Directive
Turn everything in the data below, from the line containing "Segment the eyebrow" down to the line containing "234 418 L 225", into a JSON list of strings with one string per line. Leave out blank lines.

+++

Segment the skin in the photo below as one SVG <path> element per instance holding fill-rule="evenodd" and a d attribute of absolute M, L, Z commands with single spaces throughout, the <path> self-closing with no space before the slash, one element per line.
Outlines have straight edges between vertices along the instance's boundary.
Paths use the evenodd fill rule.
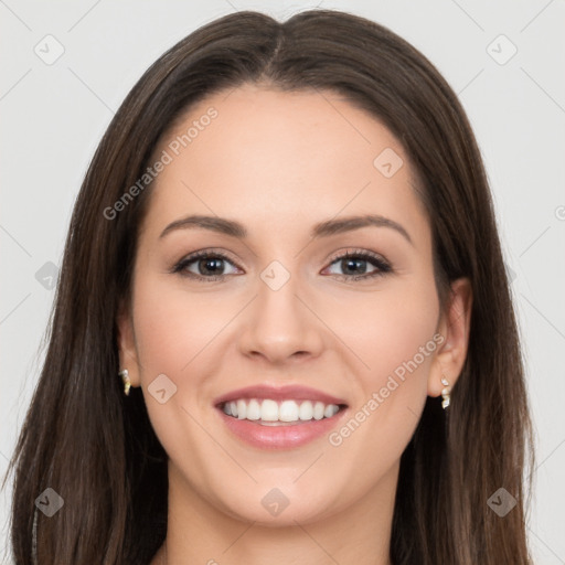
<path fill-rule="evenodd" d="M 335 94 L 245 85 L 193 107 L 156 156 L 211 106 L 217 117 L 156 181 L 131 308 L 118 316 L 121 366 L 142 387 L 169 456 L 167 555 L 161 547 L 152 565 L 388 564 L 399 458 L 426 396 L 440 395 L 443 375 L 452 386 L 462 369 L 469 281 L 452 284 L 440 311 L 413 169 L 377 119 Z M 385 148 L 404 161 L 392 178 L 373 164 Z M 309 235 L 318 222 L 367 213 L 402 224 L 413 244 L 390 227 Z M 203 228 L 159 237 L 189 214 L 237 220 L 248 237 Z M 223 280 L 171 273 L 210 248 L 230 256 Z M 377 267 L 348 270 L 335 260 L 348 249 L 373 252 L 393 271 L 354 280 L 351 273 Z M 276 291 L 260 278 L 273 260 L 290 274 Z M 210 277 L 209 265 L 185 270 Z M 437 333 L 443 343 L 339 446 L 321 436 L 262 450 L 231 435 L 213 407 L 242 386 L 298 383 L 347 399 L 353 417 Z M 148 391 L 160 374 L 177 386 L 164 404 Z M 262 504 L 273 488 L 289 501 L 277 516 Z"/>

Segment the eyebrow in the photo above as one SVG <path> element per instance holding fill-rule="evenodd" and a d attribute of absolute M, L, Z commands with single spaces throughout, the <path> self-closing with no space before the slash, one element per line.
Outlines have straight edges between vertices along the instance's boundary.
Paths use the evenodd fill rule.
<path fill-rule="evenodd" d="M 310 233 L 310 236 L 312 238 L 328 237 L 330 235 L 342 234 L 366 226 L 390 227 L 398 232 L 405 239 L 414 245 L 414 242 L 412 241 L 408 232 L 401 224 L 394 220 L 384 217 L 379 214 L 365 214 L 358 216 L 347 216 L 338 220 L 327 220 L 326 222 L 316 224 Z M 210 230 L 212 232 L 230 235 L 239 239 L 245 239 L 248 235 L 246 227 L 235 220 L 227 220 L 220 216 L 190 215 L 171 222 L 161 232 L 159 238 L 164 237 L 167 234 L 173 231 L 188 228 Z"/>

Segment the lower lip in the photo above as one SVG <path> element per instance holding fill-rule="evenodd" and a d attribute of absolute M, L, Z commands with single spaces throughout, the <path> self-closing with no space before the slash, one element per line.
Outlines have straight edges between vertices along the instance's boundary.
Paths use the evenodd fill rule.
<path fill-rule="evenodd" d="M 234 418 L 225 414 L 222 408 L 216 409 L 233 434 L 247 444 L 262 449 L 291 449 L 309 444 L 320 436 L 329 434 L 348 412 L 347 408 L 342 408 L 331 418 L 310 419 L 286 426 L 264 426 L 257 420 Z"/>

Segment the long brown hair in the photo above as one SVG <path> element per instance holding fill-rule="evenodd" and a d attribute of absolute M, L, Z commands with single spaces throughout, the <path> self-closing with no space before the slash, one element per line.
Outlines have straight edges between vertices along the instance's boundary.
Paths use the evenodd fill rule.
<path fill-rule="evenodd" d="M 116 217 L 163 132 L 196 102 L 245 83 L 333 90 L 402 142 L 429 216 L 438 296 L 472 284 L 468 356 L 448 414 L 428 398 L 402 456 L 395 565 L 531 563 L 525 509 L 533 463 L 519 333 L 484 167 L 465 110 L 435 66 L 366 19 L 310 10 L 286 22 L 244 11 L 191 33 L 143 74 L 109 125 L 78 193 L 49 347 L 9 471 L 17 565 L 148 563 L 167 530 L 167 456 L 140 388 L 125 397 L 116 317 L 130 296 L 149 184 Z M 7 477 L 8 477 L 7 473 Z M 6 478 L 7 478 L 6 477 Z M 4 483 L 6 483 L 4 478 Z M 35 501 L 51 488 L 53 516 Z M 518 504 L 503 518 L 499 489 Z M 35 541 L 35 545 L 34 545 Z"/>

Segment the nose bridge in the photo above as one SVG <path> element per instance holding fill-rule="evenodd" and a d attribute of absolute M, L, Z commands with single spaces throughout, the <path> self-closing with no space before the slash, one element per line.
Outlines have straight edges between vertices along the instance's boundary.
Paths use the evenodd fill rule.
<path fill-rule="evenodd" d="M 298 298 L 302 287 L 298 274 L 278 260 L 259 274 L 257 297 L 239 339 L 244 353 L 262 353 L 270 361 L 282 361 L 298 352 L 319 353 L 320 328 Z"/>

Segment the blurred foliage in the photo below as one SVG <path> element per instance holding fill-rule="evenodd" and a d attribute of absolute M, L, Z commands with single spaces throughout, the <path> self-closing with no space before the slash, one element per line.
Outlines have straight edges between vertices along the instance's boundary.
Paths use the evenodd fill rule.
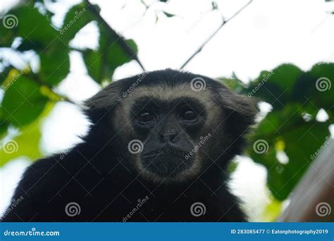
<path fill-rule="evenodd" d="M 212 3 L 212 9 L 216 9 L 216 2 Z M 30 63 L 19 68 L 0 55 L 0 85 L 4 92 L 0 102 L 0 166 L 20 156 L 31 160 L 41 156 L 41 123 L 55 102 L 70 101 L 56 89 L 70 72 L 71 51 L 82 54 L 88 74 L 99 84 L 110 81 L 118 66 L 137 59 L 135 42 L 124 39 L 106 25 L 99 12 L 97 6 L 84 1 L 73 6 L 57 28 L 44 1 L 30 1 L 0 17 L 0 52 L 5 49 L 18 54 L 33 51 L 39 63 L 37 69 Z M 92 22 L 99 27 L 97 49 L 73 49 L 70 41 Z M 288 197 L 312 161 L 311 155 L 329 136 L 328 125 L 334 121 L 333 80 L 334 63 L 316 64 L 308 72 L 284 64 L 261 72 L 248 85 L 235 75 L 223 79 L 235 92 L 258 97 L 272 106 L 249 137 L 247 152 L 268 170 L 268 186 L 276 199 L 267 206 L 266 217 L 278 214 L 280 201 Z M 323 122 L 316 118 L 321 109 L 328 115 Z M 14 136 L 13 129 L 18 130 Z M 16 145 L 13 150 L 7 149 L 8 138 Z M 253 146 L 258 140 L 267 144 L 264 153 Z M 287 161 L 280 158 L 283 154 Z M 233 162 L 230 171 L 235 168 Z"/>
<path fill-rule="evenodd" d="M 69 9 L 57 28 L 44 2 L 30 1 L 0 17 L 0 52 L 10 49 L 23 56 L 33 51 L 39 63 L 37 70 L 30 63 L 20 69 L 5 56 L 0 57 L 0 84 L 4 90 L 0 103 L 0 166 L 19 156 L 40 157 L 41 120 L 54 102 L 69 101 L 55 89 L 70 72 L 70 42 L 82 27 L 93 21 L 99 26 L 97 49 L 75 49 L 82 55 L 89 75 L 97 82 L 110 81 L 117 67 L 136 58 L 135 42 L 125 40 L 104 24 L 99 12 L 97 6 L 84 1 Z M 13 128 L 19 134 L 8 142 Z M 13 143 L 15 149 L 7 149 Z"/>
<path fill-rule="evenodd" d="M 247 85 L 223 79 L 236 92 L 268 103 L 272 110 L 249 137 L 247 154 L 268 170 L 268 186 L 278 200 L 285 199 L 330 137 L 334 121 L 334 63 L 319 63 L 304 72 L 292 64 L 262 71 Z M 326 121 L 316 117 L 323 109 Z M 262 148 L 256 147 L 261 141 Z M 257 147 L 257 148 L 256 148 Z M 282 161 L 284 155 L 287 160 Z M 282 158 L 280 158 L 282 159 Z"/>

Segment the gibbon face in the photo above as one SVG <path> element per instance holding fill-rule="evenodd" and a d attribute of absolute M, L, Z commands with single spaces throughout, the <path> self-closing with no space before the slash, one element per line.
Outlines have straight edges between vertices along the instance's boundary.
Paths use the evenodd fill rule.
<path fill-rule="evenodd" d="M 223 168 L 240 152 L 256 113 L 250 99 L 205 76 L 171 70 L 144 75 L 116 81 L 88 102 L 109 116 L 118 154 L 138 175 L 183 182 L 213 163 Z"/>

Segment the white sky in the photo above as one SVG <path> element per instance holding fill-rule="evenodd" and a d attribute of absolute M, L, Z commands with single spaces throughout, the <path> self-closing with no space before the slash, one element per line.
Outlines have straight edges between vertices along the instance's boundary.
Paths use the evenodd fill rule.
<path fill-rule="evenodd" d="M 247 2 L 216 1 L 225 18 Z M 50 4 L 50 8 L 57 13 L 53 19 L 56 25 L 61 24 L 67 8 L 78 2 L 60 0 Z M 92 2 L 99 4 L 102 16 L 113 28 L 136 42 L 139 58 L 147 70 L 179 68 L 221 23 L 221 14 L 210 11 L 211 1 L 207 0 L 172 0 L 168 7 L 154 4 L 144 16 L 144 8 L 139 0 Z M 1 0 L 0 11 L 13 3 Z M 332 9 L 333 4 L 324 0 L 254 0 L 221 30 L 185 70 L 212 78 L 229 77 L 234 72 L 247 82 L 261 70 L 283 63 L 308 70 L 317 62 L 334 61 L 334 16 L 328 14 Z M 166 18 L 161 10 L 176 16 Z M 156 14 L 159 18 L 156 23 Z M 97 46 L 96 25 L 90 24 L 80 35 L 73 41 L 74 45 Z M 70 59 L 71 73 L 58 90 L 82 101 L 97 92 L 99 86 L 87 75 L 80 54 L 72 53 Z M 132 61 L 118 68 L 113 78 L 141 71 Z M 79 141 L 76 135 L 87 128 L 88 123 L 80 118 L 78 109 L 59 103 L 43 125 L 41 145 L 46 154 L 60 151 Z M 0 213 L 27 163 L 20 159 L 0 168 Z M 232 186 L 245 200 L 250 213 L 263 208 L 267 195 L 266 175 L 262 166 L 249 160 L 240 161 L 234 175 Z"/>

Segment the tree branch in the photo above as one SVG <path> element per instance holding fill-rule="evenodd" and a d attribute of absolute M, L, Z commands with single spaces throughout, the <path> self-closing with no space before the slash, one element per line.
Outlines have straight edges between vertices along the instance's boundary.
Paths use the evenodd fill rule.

+++

Answer to this exercise
[
  "Segment the eyebrow in the photo above as one SVG <path> element per instance holding fill-rule=\"evenodd\" and a d attribute of absolute M, L, Z commands with single spaces throughout, the <path> self-closing with no space before the slash, one element per line.",
  "Outlines have straight edges between vertices along the instance's boundary.",
  "Paths use the evenodd fill rule.",
  "<path fill-rule=\"evenodd\" d=\"M 310 233 L 310 236 L 312 238 L 328 237 L 330 235 L 342 234 L 366 226 L 390 227 L 398 232 L 405 239 L 414 245 L 414 242 L 412 241 L 408 232 L 401 224 L 394 220 L 384 217 L 379 214 L 365 214 L 358 216 L 347 216 L 338 220 L 327 220 L 326 222 L 316 224 Z M 210 230 L 212 232 L 230 235 L 239 239 L 245 239 L 248 235 L 246 227 L 235 220 L 227 220 L 220 216 L 190 215 L 171 222 L 161 232 L 159 238 L 164 237 L 167 234 L 173 231 L 188 228 Z\"/>",
  "Segment the lower lip in the photo above as one SVG <path> element per instance holding fill-rule=\"evenodd\" and a d attribute of absolute M, L, Z commands with single spaces throughout, the <path> self-closing with no space before the slash, one element per line.",
  "Outlines have straight edges between vertices along the instance's boundary.",
  "Paths use the evenodd fill rule.",
  "<path fill-rule=\"evenodd\" d=\"M 234 418 L 225 414 L 222 408 L 216 409 L 233 434 L 247 444 L 262 449 L 291 449 L 309 444 L 320 436 L 329 434 L 348 412 L 347 408 L 342 408 L 331 418 L 310 419 L 286 426 L 264 426 L 257 420 Z\"/>"
]